================================================================================
Priberam Fine-Grained Opinion Corpus, V1.0
================================================================================

- This package contains the Priberam Fine-Grained Opinion Corpus, a 
  Portuguese (MPQA-like) fine-grained dependency opinion mining corpus, which is
  described in [1]. 

- If you use this data in your research, please cite the paper:

	[1] Mariana S. C. Almeida, Claudia Pinto, Helena Figueira, Pedro Mendes
	    and André F. T. Martins. 2015. "Aligning Opinions: Cross-Lingual
	    Opinion Mining with Dependencies", In Annual Meeting of the 
      	    Association for Computational Linguistics (ACL).

- License: Priberam Fine-Grained Opinion Corpus (c) by Priberam Informática, S.A.
	   Priberam Fine-Grained Opinion Corpus is licensed under a 
	   Creative Commons Attribution-NonCommercial-ShareAlike 4.0 International License. 
  	   You should have received a copy of the license along with this work (file LICENCE). 
	   If not, see <http://creativecommons.org/licenses/by-nc-sa/4.0/>.

*CHALLENGES:*
1. In the corpus description above, turn the paragraph beginning "License: Priberam Fine-Grained Opinion Corpus (c)" into a short list that keeps its main facts.
2. Using the corpus description above, answer each question briefly:
(a) What language is the corpus in?
(b) In what year was the paper to be cited published?
(c) Which file should hold the copy of the license?

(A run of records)
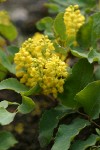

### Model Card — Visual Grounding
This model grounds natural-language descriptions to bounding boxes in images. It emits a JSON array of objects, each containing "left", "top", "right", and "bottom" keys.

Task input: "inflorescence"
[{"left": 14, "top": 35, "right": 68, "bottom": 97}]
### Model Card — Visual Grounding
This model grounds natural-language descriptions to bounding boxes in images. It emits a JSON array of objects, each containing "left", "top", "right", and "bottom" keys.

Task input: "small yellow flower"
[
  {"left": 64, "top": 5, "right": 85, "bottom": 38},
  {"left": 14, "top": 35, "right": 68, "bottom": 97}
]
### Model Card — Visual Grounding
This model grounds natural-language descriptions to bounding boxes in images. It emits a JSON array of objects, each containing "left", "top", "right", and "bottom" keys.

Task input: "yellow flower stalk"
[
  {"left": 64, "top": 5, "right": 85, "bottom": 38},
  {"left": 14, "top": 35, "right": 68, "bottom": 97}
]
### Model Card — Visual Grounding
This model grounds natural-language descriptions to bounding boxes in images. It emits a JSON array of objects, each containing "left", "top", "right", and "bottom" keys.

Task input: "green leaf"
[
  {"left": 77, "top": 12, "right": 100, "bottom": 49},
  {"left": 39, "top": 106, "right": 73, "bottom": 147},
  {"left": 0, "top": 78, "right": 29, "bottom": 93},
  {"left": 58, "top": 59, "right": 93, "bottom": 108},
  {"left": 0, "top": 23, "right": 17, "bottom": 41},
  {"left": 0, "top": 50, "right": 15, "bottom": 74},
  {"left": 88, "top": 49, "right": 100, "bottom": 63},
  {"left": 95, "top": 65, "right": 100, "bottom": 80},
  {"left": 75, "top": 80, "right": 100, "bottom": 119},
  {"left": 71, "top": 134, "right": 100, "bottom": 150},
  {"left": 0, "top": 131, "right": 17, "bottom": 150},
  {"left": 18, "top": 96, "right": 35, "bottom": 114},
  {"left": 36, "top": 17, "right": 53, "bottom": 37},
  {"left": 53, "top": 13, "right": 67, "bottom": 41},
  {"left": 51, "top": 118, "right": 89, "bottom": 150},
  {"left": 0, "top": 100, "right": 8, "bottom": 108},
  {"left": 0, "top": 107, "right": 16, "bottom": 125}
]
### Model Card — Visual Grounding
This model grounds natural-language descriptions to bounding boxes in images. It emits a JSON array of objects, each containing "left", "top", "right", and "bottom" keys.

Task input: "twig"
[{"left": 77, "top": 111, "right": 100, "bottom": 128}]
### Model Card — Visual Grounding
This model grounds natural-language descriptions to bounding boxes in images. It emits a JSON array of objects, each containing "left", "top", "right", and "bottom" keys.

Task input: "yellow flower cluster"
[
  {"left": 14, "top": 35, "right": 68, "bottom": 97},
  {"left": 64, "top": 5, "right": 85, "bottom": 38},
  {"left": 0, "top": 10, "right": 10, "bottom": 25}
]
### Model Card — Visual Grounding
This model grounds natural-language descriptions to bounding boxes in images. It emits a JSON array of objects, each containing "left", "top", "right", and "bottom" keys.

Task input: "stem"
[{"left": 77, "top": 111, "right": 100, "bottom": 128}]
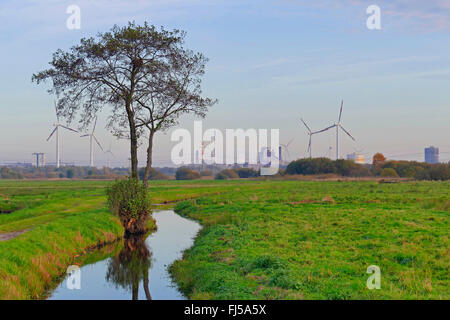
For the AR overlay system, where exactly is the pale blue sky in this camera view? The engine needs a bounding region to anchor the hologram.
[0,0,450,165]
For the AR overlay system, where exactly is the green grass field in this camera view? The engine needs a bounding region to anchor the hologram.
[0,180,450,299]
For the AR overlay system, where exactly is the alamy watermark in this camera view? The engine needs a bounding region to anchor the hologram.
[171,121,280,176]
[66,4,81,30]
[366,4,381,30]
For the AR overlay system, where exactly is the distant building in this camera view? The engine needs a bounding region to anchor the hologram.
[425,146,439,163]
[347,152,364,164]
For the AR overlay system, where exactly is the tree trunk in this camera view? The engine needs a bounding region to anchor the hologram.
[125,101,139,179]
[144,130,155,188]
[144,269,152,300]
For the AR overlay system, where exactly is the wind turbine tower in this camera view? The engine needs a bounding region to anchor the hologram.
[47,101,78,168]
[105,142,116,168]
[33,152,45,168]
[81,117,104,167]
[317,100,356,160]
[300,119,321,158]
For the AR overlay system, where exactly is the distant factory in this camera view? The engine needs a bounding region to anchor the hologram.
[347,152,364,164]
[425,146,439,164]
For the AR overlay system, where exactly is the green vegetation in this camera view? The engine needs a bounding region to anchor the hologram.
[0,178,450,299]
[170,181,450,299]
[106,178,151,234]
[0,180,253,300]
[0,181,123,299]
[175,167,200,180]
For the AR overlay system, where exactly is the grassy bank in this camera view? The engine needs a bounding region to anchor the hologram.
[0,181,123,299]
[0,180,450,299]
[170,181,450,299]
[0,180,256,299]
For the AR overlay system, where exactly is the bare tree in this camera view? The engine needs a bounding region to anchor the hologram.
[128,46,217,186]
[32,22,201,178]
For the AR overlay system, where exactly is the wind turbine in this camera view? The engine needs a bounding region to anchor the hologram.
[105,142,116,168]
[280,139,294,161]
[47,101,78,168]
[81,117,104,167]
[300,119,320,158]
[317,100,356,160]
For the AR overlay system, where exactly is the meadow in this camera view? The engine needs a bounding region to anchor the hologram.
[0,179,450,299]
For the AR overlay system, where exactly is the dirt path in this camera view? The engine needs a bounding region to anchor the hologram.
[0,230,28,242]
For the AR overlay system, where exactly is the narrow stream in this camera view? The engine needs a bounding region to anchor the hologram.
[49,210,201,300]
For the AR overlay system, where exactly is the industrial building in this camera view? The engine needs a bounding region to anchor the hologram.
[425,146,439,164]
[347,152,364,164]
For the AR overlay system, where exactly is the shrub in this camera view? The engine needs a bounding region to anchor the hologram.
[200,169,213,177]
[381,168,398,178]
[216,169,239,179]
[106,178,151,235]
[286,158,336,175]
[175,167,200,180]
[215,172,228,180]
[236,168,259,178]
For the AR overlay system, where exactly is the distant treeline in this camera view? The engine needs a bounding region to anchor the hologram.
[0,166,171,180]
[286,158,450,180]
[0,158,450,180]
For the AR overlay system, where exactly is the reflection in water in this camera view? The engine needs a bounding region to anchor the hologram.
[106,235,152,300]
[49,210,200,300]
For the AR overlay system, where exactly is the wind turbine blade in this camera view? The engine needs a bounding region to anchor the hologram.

*OUTPUTS BY TASK:*
1.
- Copyright holder: Priberam Informática, S.A.
- License: Creative Commons Attribution-NonCommercial-ShareAlike 4.0 International
- A copy of the license should come with the work in the file LICENCE.
- If it is missing, the license is available at <http://creativecommons.org/licenses/by-nc-sa/4.0/>.

2.
(a) Portuguese
(b) 2015
(c) LICENCE